Source extract:

--

A brief visit to Seattle




     Eric Zorn asked if I've ever told this story on the blog, and I said no, I don't think I have. While it is probably much improved by being told in person, with me goggling my eyes and wildly gesticulating to emphasize the quivering horror of the thing, I will do my best to convey it here with all the brio at my disposal.
    The subject is book signings, an odd ritual of authorhood occasionally remarked upon, usually to underscore the humiliation of sitting at a table in the back of a bookstore, puffing out your cheeks, watching strangers cast you indifferent glances as they hurry past to the cookbook section. Every writer goes through one of those.

--

Records:
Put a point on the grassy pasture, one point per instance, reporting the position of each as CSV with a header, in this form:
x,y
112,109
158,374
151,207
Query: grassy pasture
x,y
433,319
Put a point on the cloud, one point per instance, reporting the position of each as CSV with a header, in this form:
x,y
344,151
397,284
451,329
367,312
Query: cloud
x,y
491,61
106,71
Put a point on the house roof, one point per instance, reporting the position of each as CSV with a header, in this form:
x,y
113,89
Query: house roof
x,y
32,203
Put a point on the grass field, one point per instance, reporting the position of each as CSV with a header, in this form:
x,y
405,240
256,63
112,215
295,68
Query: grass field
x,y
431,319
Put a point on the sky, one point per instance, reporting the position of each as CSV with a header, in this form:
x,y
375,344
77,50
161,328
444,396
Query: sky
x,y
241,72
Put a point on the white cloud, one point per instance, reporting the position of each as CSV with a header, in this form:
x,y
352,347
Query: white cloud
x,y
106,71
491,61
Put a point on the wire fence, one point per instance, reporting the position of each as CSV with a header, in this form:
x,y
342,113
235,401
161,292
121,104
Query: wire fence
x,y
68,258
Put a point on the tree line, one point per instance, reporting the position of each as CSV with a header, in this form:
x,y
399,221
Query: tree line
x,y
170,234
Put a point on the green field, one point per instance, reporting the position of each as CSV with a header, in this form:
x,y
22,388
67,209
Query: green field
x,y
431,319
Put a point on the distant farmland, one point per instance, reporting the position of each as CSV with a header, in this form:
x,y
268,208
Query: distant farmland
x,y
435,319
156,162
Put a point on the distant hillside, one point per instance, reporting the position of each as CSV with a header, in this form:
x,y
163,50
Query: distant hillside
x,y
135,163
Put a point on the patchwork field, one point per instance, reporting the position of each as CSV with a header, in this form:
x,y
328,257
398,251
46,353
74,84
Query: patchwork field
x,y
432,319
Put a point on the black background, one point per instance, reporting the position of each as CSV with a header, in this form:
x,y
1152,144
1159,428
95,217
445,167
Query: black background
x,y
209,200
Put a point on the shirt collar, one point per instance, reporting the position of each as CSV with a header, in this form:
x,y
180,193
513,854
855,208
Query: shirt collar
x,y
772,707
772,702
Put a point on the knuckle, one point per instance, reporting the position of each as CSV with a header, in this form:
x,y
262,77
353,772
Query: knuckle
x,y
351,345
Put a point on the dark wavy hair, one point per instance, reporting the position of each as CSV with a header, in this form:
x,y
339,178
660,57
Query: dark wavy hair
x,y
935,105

--

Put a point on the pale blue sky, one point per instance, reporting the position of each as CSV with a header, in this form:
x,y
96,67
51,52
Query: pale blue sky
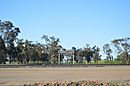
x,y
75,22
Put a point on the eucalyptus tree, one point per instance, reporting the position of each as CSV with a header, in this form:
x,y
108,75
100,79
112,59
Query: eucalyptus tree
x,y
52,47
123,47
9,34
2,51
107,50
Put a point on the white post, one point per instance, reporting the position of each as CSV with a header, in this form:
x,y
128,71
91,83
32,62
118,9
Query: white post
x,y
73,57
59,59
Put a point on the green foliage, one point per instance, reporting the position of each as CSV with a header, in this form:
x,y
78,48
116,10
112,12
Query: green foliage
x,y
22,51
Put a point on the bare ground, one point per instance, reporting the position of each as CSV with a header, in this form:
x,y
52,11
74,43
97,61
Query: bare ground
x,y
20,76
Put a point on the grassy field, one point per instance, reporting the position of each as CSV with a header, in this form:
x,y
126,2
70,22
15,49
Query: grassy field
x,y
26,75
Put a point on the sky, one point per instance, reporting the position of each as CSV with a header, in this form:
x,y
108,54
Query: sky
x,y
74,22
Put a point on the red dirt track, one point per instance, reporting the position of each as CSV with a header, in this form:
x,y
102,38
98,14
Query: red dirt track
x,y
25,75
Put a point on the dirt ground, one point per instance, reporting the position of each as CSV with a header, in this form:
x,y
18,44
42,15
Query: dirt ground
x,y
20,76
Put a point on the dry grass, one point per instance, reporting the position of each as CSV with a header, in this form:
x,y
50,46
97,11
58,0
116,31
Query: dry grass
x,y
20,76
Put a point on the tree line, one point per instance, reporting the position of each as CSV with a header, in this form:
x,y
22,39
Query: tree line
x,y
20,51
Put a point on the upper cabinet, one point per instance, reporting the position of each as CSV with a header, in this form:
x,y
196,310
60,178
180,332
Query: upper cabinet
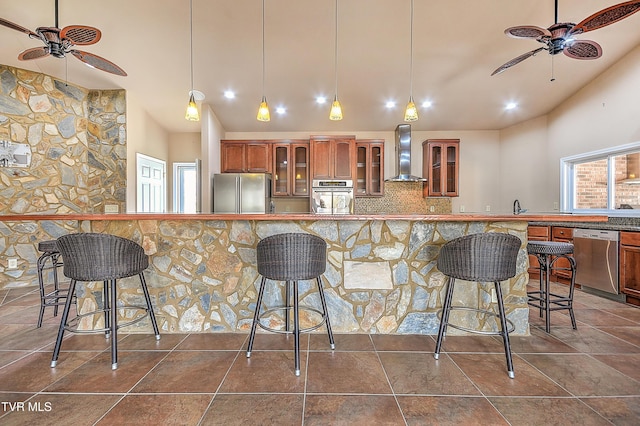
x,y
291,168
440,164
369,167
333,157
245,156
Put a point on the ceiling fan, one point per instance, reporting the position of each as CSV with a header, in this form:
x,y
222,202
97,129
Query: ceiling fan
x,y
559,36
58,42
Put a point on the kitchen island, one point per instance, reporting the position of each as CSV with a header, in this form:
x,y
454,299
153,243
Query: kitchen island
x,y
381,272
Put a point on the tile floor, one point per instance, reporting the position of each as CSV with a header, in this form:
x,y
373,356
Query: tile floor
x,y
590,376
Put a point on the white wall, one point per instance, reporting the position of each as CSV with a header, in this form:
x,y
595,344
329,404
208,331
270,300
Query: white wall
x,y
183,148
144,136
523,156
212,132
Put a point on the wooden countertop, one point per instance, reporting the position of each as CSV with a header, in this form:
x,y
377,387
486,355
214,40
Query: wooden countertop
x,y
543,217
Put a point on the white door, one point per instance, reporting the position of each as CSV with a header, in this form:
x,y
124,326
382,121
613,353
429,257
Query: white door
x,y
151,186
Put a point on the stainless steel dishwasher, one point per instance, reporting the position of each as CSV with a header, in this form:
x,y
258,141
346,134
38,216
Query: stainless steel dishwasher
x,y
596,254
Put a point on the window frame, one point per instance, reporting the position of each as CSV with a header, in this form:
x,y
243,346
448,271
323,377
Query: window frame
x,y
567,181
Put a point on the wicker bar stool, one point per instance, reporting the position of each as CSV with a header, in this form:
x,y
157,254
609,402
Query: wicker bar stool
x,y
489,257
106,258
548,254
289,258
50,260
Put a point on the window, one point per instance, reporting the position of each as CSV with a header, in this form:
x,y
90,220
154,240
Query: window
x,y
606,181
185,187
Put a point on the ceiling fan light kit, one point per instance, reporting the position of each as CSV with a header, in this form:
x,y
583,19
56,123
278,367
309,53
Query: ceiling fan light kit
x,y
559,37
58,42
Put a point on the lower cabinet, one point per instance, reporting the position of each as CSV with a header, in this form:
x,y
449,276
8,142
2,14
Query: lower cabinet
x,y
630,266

--

Short task A:
Rewrite the book signing story from the words "A brief visit" through "one of those.", putting "travel section" in place of "cookbook section".
Short task B:
Write the next part of the book signing story, picking up after its final sentence.
The items have no connection to the book signing story.

Exercise answer A:
A brief visit to Seattle




     Eric Zorn asked if I've ever told this story on the blog, and I said no, I don't think I have. While it is probably much improved by being told in person, with me goggling my eyes and wildly gesticulating to emphasize the quivering horror of the thing, I will do my best to convey it here with all the brio at my disposal.
    The subject is book signings, an odd ritual of authorhood occasionally remarked upon, usually to underscore the humiliation of sitting at a table in the back of a bookstore, puffing out your cheeks, watching strangers cast you indifferent glances as they hurry past to the travel section. Every writer goes through one of those.

Exercise answer B:
     I try not to worry about book signing disasters, since I've already had the worst signing humanly imaginable, at the old Barnes & Noble on Diversey. They put me in the coffee shop at the section of the store. My wife and a pair of our oldest friends had tagged along; the idea was to share in my glory, but they turned out to be unfortunate witnesses. Some harried clerk introduced me at a podium. The dozen or so folks sitting at tables, drinking coffees, busily cribbing from Foder's guidebooks they were too cheap to buy, swiveled their heads up in unison. I began to read. Their heads swiveled back down, again in unison. I soldiered gamely on, my voice both amplified and muted at the same time. Chairs scraped. People came and went. Old friends greeted each other, loudly. Sweat cascaded down my face. It was so awful I really don't have much of a memory beyond that. If my wife told me she sponged me up with a mop, a puddle of shame, and carried me home in a bucket, I couldn't contradict her with confidence. 
      That wasn't the incident Eric had in mind. Too bleak to make a good story. 
      I should point out, that I have had my share of successful signings. I don't want to paint myself as a sad sack. I once spoke at the Arizona Kidney Foundation's literary luncheon and, afterward, 247 people stood in line and bought a book. I remember the number distinctly and, if I ever get a tattoo, I think it would be "247."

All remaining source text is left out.